The sneaky proxy problem

This one's subtle. Everything works locally. Everything works in staging. Production? Handshake failure. What changed?

A TLS-terminating proxy or CDN that you forgot about. Cloudflare, AWS ALB, a corporate forward proxy, whatever. The client isn't talking to your server; it's talking to something in between, and that something has its own certificate, its own cipher preferences, and its own ideas about what TLS version to speak.

Debugging this:

# Check who's actually responding
openssl s_client -connect yoursite.com:443 -servername yoursite.com 2>/dev/null | \
  openssl x509 -noout -issuer -subject

# If the issuer is "Cloudflare Inc" or "Amazon" and you expected your own cert...
# you've found your problem

A client had this exact situation last year. They'd renewed their certificate, uploaded it to their origin server, tested it, everything green. But users were still seeing the old cert. Because Cloudflare was caching the origin certificate and serving its own edge cert. They needed to purge and re-pull on Cloudflare's side. Took them two days to figure out because they kept looking at the wrong server.

CERTIFICATE_VERIFY_FAILED in containers

If you run anything in Docker, you've hit this. The container's CA certificate store is either missing, outdated, or doesn't include the root CA you need.

Alpine-based images are the usual suspect:

# In your Dockerfile
RUN apk add --no-cache ca-certificates && update-ca-certificates

Distroless images are worse because you can't just apt-get your way out of it. You need to copy the CA bundle in during the build. And if you're using a private CA for internal services, you need to add that CA's root certificate to the trust store explicitly.

Dataset section |
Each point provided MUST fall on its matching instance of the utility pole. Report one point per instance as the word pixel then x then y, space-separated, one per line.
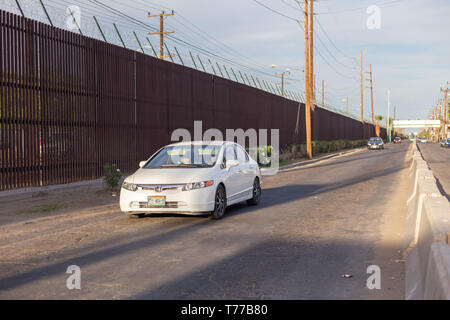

Task directions |
Continue the article on troubleshooting TLS and certificate errors from the point where it stops.

Exercise answer |
# For a custom CA in Alpine
COPY my-internal-ca.crt /usr/local/share/ca-certificates/
RUN update-ca-certificates

Python has its own special flavor of this problem. The requests library uses certifi for its CA bundle, which is completely separate from the system CA store. So even if your OS trusts the cert, Python might not. You can point it at the system store with:

export REQUESTS_CA_BUNDLE=/etc/ssl/certs/ca-certificates.crt

Or in code:

import requests
requests.get("https://internal-api.example.com", verify="/path/to/ca-bundle.crt")

Node.js has the same issue. By default, it uses a compiled-in CA bundle. For custom CAs:

export NODE_EXTRA_CA_CERTS=/path/to/my-ca.crt

The "it was working yesterday" checklist

When something that was working suddenly breaks, skip the deep debugging and check these first. In order of likelihood:

Certificate expired. Check with openssl x509 -noout -dates. Let's Encrypt certs last 90 days. If auto-renewal failed silently, this is your answer.
CA root or intermediate rotated. Let's Encrypt switched from DST Root CA X3 to ISRG Root X1 and it broke a shocking number of things. CAs do rotate, and old clients with stale trust stores get left behind.
Someone changed the server config. Check git blame on your Nginx/Apache config. Someone "optimizing" TLS settings is a classic.
DNS changed. If DNS now points to a different IP, you might be hitting a different server that doesn't have the right cert. Basic, but I've seen it.
Client updated. A new version of Chrome, curl, or your HTTP library tightened its requirements. Happened when Chrome started enforcing Certificate Transparency; certs without SCTs suddenly stopped working.

Stop guessing, start capturing

When nothing else works, packet capture. I know, it sounds like overkill. It's not. A 10 second tcpdump will tell you exactly where the handshake fails.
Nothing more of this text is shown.